本题任务: 文档片段中“一幕幕歌迷的疯狂”之后分条列出的各项,每条开头感叹号前的短语分别是什么?

作者: 熊玲 时间:2006-03-20浏览次数:1226

 

我为歌狂的种种心理
  
     二00五年什么最狂潮? ——“超级女声”!
    二00五年谁最疯狂?  ——“超级歌迷”!
    如果说,人人都有疯狂的权利,那么,歌迷们为歌而狂实为一种个人权利的体现。歌声乃人情感之表达,音乐乃人灵魂之旋律。人们能为歌而狂,也实为一种精神需求的再现。
不是歌迷的我,似乎也在一种狂乱之中:为歌迷之狂而感到震惊!因为歌迷为超女疯狂而喜欢上了看《超级女声》!因为歌迷为歌狂之现象而有了想分析歌迷心理的冲动!因此,有了下面狂乱的表达(我为歌狂的“我”,意旨“歌迷”)。
                    
                            歌迷的疯狂与躁郁心理
 
    时至今日,《超级女声》的赛事已经结束,但它呈现出的“热浪”与道出的“声音”,已预示着它的继发行为和种种翻版,将永远不会结束。从现场、从媒体报道,《超级女声》让我们看到了一幕幕歌迷的疯狂:
    ——听众之多!发短信拉票的几百万,收看电视的几个亿!
    ——热情之高!可与“狂欢节”之夜的狂热蓖美。
    ——参与之执著!每一次狂热的拉票;痴迷于网络评论;关注所有“超女”动态;沉醉于每一场现场直播。
    ——歌迷的表达之癫!“嗨!看超女如享用美食大餐”、“看超女,过瘾!”“我看每场比赛,紧张的心都要蹦出来”、“是的,比我高考时还紧张”、“如今啊,干工作没劲,打麻将上瘾,听超声有味,看超女像发病”。
    ——举动之疯!抢手机发短信,省吃俭用或欠债为超女投票;千里迢迢追寻到超女驻地为她们呐喊、为嗅到她们身上的气息;可以为歌手的哭泣而嚎哭、为歌手PK下去而茶饭不思;可以因为追捧的偶像不同或意见不一而相互攻击和斗殴;更可以因为评委的稍不留神而义愤填膺!
    于是,有了网络、各类报刊娱乐版上疯狂的酷评!有了娱乐商家难眠的亢奋!

记录数据:
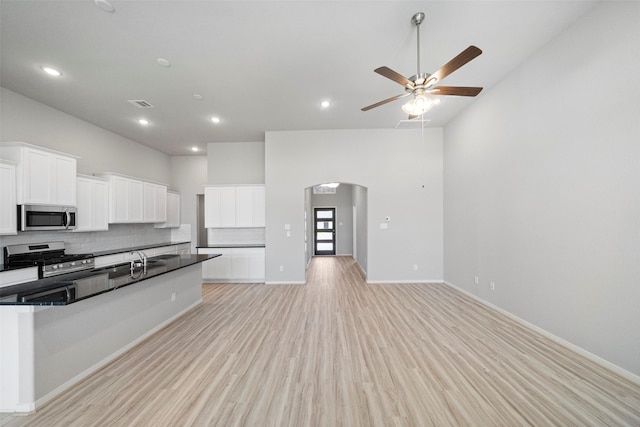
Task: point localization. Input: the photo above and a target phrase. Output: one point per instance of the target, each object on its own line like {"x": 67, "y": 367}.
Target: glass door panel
{"x": 325, "y": 231}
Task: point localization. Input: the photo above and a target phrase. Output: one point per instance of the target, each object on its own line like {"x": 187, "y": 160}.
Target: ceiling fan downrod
{"x": 417, "y": 20}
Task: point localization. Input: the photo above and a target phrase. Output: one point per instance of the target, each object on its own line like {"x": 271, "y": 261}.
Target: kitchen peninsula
{"x": 50, "y": 343}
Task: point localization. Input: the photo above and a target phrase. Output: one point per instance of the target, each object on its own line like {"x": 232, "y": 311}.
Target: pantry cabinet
{"x": 8, "y": 224}
{"x": 43, "y": 176}
{"x": 237, "y": 206}
{"x": 93, "y": 204}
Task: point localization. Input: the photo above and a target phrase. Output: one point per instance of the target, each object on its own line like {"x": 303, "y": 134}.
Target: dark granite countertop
{"x": 232, "y": 245}
{"x": 73, "y": 287}
{"x": 108, "y": 252}
{"x": 137, "y": 248}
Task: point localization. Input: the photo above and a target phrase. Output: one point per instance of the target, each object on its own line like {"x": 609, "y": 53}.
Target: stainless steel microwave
{"x": 40, "y": 217}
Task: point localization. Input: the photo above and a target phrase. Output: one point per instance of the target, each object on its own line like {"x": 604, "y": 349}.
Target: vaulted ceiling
{"x": 257, "y": 65}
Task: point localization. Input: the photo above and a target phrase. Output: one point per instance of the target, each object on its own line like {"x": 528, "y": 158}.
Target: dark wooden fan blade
{"x": 463, "y": 57}
{"x": 396, "y": 77}
{"x": 455, "y": 90}
{"x": 377, "y": 104}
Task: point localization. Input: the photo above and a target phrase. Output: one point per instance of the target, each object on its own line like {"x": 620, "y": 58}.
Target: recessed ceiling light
{"x": 51, "y": 71}
{"x": 104, "y": 5}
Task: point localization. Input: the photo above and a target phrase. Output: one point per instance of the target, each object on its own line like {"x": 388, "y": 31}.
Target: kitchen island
{"x": 56, "y": 331}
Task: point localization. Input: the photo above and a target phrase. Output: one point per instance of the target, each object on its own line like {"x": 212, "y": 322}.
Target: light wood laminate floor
{"x": 339, "y": 352}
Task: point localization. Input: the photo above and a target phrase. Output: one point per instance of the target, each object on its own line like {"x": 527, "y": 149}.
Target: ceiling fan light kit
{"x": 423, "y": 85}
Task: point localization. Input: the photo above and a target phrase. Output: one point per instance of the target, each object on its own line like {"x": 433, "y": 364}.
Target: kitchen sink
{"x": 122, "y": 275}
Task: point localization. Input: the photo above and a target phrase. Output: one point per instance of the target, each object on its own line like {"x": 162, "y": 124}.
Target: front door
{"x": 324, "y": 231}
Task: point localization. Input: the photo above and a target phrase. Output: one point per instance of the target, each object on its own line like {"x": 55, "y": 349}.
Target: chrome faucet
{"x": 143, "y": 260}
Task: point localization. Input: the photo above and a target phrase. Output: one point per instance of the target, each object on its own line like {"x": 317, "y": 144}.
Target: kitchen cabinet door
{"x": 8, "y": 224}
{"x": 217, "y": 269}
{"x": 160, "y": 207}
{"x": 173, "y": 211}
{"x": 256, "y": 258}
{"x": 92, "y": 204}
{"x": 219, "y": 207}
{"x": 43, "y": 176}
{"x": 36, "y": 176}
{"x": 119, "y": 203}
{"x": 63, "y": 170}
{"x": 258, "y": 207}
{"x": 244, "y": 207}
{"x": 149, "y": 202}
{"x": 135, "y": 201}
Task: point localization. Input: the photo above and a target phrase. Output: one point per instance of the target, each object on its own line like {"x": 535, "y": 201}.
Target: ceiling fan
{"x": 423, "y": 85}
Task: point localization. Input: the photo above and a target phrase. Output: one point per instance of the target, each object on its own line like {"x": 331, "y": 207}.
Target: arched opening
{"x": 335, "y": 221}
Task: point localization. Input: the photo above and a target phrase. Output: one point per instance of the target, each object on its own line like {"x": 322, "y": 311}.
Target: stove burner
{"x": 49, "y": 257}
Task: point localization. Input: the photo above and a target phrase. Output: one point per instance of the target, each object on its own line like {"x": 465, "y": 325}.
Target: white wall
{"x": 361, "y": 225}
{"x": 189, "y": 176}
{"x": 542, "y": 193}
{"x": 26, "y": 120}
{"x": 23, "y": 119}
{"x": 402, "y": 170}
{"x": 235, "y": 163}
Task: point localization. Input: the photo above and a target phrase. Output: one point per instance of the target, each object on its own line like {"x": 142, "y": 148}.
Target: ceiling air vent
{"x": 413, "y": 124}
{"x": 140, "y": 103}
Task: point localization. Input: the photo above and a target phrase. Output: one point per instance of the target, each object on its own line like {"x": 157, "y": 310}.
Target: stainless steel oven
{"x": 40, "y": 217}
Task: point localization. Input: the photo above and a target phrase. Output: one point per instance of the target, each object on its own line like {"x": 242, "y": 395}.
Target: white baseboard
{"x": 55, "y": 392}
{"x": 284, "y": 283}
{"x": 567, "y": 344}
{"x": 390, "y": 282}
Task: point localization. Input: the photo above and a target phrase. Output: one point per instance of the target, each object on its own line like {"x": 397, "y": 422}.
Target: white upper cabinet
{"x": 43, "y": 176}
{"x": 238, "y": 206}
{"x": 173, "y": 211}
{"x": 135, "y": 201}
{"x": 93, "y": 204}
{"x": 155, "y": 202}
{"x": 8, "y": 224}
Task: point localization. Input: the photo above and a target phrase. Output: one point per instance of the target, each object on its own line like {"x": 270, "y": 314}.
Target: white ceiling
{"x": 260, "y": 65}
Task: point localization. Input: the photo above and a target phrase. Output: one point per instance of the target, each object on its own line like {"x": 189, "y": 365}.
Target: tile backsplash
{"x": 118, "y": 236}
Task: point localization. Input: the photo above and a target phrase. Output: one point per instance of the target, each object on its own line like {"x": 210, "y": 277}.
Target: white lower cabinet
{"x": 234, "y": 265}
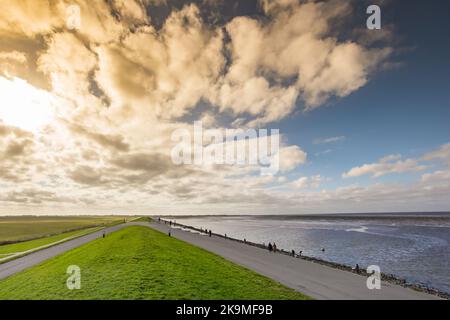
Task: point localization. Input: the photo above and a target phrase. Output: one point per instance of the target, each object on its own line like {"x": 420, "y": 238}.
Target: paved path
{"x": 315, "y": 280}
{"x": 14, "y": 266}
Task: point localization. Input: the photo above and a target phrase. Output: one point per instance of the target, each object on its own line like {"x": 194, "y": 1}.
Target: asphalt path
{"x": 313, "y": 279}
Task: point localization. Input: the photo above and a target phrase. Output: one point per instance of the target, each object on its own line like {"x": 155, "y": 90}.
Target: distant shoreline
{"x": 420, "y": 215}
{"x": 390, "y": 278}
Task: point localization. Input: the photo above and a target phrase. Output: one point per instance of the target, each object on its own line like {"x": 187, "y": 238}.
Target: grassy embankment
{"x": 141, "y": 263}
{"x": 24, "y": 228}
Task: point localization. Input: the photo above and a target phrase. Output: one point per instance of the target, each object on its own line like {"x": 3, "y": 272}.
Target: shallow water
{"x": 414, "y": 248}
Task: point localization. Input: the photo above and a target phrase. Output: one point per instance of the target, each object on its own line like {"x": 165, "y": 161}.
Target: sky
{"x": 92, "y": 92}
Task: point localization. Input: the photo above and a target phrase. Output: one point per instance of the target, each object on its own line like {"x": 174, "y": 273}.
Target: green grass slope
{"x": 32, "y": 244}
{"x": 141, "y": 263}
{"x": 24, "y": 228}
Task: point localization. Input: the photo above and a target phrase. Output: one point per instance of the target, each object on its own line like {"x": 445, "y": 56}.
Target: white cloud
{"x": 329, "y": 140}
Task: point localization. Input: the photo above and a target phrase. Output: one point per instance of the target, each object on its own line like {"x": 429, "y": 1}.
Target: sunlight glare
{"x": 23, "y": 105}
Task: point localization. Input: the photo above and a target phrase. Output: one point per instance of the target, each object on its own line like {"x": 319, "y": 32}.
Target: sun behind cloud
{"x": 24, "y": 106}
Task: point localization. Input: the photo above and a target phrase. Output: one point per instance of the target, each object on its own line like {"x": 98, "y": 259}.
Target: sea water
{"x": 413, "y": 247}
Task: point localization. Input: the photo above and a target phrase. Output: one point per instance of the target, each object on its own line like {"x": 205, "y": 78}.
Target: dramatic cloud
{"x": 329, "y": 140}
{"x": 394, "y": 164}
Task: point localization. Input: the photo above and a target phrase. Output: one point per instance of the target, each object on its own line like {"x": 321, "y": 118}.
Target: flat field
{"x": 141, "y": 263}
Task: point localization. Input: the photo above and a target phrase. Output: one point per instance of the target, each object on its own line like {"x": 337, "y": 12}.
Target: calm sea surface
{"x": 412, "y": 247}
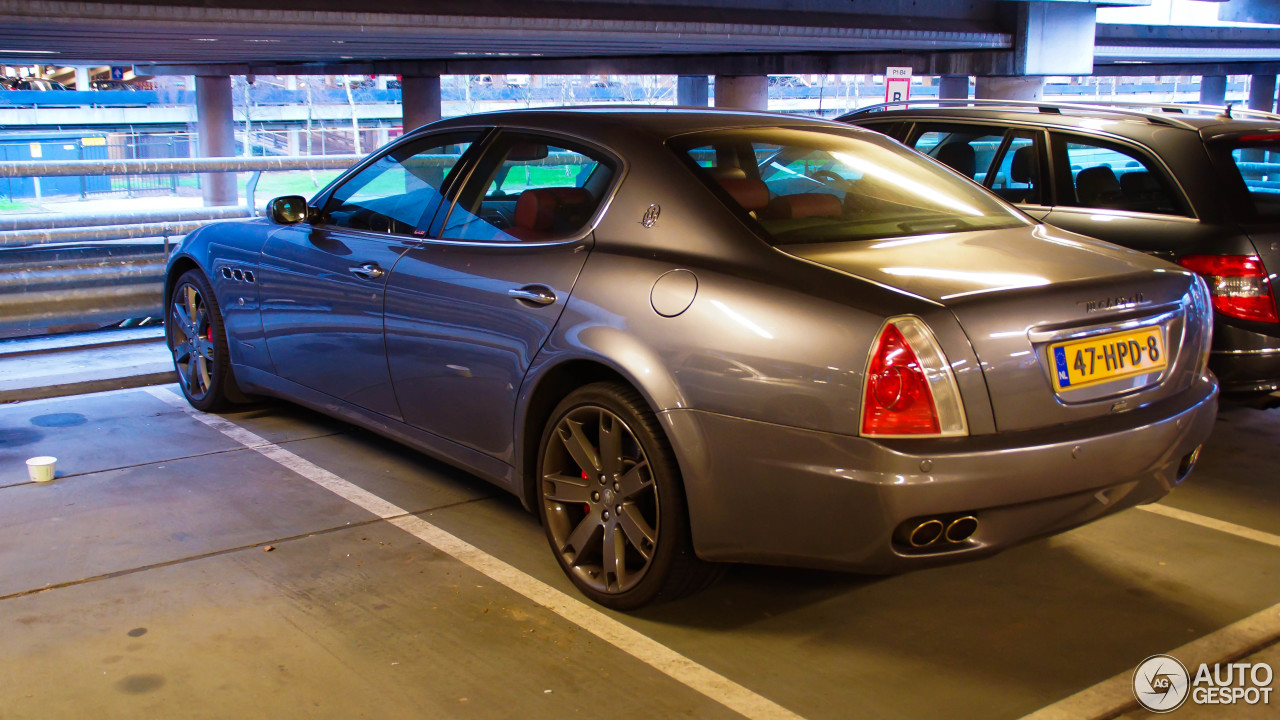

参考答案:
听众之多
热情之高
参与之执著
歌迷的表达之癫
举动之疯